━━━━━ DATA LISTING

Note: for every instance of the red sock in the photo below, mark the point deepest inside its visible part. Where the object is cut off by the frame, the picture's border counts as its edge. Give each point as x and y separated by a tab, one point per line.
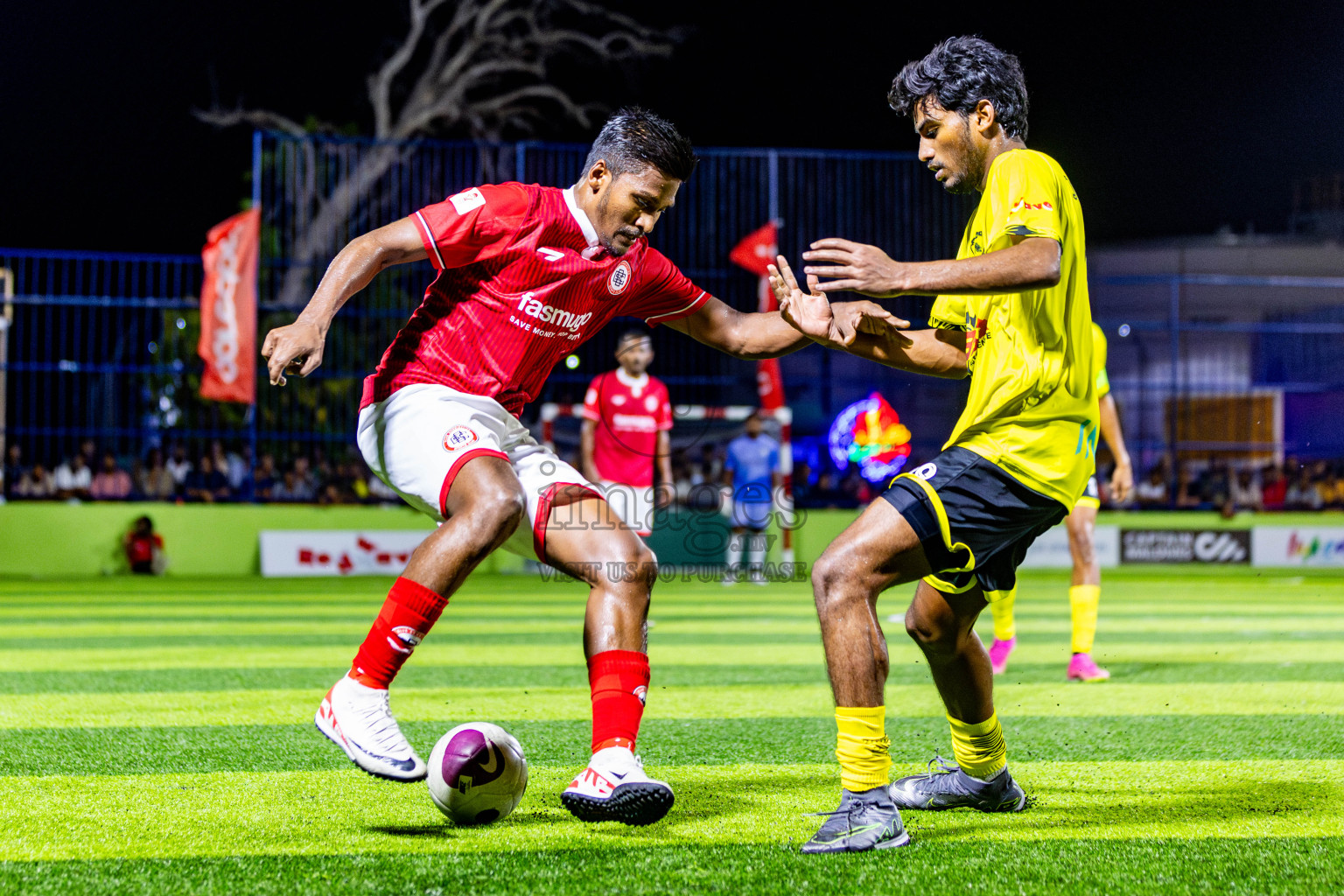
405	620
620	682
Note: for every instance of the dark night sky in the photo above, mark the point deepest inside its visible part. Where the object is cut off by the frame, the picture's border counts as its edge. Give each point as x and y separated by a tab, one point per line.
1168	121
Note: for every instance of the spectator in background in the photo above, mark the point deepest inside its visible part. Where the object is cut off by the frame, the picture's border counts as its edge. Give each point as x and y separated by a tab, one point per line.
1245	494
35	484
12	471
112	482
144	549
1152	492
73	480
292	489
1274	491
381	492
305	479
1215	485
206	484
179	466
155	482
1303	494
1187	489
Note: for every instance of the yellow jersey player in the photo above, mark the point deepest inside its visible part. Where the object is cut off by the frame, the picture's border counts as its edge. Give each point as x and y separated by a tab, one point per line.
1085	587
1012	311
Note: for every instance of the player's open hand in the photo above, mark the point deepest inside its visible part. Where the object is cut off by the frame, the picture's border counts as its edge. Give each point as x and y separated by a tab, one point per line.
296	348
857	268
809	313
869	318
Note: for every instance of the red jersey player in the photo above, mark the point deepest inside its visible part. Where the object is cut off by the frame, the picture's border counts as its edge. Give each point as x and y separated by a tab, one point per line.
626	418
526	274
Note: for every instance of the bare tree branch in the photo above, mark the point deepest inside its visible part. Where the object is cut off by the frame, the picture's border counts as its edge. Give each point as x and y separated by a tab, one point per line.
481	69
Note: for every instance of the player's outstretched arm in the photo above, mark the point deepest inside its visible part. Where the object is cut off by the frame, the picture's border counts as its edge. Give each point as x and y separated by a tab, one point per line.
1031	262
747	335
865	329
1123	477
298	348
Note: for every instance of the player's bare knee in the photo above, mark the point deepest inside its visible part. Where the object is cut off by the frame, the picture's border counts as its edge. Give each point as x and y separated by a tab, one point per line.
932	630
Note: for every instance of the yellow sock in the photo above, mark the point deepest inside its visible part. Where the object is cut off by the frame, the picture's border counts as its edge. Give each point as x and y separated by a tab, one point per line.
1005	626
863	747
1085	599
978	748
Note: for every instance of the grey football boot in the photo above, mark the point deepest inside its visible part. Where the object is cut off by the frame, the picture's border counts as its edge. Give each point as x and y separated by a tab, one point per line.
865	820
947	786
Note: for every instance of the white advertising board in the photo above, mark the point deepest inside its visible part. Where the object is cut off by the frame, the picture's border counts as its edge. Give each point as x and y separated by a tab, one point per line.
1051	550
336	552
1286	546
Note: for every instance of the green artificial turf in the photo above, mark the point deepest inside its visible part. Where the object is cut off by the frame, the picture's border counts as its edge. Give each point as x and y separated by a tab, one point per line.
156	738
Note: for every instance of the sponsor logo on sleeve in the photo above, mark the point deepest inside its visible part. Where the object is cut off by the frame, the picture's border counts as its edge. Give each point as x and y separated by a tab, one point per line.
466	200
620	278
1022	205
458	437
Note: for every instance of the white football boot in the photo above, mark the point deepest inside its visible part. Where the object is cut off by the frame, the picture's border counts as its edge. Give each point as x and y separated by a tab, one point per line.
614	788
359	720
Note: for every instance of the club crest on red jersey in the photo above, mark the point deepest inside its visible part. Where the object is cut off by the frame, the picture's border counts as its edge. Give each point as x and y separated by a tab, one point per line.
458	437
620	278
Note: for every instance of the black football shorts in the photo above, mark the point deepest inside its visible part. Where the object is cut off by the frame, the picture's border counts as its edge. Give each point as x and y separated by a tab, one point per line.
973	520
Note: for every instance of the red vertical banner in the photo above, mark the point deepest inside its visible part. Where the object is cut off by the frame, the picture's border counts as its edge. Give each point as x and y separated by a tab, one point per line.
228	309
757	250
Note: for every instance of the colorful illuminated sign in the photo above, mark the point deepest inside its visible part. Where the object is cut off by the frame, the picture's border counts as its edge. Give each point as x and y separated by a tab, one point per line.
870	433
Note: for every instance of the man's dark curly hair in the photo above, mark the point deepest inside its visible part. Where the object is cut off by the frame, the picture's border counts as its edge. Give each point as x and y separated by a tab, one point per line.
634	140
957	74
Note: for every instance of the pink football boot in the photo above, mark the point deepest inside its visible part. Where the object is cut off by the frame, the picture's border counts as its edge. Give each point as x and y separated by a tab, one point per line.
1083	668
999	652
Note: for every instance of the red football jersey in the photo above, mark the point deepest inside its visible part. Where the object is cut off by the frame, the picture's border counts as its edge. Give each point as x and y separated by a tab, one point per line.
629	414
523	283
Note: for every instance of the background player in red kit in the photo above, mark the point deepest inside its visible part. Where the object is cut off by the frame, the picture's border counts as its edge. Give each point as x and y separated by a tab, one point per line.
526	274
626	418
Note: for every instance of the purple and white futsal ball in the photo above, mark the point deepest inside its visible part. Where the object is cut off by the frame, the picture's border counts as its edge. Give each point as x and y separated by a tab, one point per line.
478	774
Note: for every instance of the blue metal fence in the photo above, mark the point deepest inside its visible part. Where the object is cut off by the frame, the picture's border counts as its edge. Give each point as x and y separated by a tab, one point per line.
102	346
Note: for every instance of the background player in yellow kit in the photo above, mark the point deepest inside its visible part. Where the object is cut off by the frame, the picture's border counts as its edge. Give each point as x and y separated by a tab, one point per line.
1013	311
1085	587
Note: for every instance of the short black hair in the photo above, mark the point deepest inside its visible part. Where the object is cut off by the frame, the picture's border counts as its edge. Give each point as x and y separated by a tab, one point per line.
634	138
962	72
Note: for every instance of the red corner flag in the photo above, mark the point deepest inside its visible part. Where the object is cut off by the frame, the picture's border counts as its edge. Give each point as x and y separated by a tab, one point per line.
228	309
757	250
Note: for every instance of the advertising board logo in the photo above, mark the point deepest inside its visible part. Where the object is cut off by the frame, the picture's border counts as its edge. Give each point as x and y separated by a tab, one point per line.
870	433
1184	546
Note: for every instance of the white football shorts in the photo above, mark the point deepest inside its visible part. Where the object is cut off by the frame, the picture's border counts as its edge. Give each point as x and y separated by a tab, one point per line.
421	436
634	504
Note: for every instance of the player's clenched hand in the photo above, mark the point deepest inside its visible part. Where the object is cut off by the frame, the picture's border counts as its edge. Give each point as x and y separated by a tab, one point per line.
857	268
1121	481
809	313
296	348
869	318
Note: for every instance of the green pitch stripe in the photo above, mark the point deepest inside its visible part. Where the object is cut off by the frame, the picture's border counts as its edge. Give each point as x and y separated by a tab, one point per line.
1150	865
576	676
734	702
531	629
310	812
437	652
671	742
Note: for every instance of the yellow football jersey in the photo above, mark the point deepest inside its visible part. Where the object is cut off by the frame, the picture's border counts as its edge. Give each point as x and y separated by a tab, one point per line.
1032	403
1100	361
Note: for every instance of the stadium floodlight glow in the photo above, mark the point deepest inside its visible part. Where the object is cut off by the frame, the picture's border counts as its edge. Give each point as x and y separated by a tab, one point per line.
870	433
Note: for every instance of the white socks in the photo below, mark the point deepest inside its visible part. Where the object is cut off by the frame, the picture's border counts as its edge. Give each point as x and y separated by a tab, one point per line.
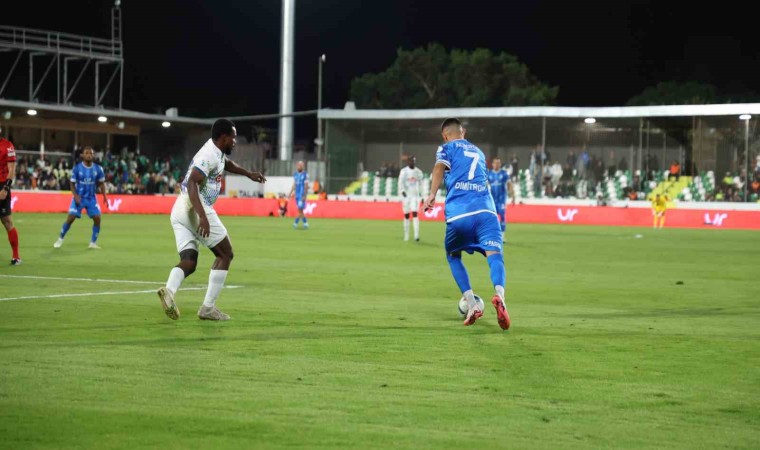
215	283
176	277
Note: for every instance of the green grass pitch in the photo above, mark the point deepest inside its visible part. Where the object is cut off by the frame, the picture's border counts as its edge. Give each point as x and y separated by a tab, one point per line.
343	336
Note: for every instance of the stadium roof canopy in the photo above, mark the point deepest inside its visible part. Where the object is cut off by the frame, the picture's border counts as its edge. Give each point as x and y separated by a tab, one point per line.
544	111
57	111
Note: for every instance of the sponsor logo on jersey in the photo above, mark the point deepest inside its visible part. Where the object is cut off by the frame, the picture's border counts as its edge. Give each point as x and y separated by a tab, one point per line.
566	216
433	212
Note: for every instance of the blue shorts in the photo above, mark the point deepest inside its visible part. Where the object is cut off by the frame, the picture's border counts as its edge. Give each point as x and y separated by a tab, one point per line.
477	233
90	204
501	210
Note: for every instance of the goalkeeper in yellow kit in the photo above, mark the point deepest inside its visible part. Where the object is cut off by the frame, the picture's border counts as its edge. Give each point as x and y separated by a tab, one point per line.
659	206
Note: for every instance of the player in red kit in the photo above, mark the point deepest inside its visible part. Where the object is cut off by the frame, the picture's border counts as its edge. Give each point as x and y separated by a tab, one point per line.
7	174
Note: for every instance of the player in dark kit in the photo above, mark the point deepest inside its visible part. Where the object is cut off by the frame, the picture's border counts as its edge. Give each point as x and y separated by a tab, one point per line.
7	174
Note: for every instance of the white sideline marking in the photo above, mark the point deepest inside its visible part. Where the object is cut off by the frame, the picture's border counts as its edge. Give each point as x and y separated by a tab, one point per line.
91	294
98	280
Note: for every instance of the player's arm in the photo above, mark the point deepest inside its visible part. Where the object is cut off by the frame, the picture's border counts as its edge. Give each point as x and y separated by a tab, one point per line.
232	167
102	187
73	186
6	188
436	179
194	181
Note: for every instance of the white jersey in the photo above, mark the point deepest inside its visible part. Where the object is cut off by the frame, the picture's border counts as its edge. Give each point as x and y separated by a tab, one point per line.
209	160
410	181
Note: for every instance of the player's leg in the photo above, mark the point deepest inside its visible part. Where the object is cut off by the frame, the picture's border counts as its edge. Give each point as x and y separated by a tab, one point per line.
184	224
216	279
458	238
416	223
303	214
75	212
489	238
93	210
12	235
414	206
219	243
406	210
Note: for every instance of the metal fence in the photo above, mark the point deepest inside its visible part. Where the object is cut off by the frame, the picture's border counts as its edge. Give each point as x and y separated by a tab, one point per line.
591	149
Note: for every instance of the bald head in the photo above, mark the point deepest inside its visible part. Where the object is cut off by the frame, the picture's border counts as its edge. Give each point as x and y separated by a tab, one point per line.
451	130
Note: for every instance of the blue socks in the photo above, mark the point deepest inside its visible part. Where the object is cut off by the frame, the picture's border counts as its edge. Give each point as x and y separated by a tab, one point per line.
459	272
95	233
498	273
65	229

━━━━━━━━━━

### ASSIGNED TASK
Each line from the one with "Note: for every instance of the blue socks" through the end of the entries above is to be returned word for word. Nothing else belongs in the answer.

### RESULT
Note: for every instance of the blue socks in the photo above, mark the point deepest inside its visible part. Where the object is cut off by the frame, the picture's border counts as its edge. Give each point as x and y separated by a tab, one point per line.
459	272
95	233
498	273
65	229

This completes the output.